# TASK ITEM
The lines needed are those below that contain the word "numbers"; copy each one.
+ + +
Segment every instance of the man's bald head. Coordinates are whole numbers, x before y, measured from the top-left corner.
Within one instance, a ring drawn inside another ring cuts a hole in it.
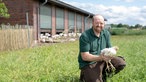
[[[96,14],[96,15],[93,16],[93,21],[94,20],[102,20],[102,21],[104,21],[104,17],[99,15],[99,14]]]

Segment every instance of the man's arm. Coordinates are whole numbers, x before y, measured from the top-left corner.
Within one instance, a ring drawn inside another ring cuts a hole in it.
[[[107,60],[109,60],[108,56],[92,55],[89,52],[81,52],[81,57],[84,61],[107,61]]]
+ + +
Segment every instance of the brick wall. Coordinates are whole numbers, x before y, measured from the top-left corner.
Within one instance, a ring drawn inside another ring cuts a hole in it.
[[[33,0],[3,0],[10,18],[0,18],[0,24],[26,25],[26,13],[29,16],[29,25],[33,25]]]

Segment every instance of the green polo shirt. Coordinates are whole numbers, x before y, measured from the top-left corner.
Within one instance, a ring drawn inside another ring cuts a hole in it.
+ + +
# SOLVED PROBLEM
Segment every instance of the man's bald head. Coordinates are whole numbers, x before y, measured from the top-left corner.
Segment every instance of the man's arm. Coordinates are whole numbers, x before y, measured from the top-left corner.
Segment every instance of the brick wall. Coordinates are whole numbers, x before y, measured from the top-left corner.
Segment every instance of the green polo shirt. Coordinates are whole numbers, x before y, measured from the top-left corner.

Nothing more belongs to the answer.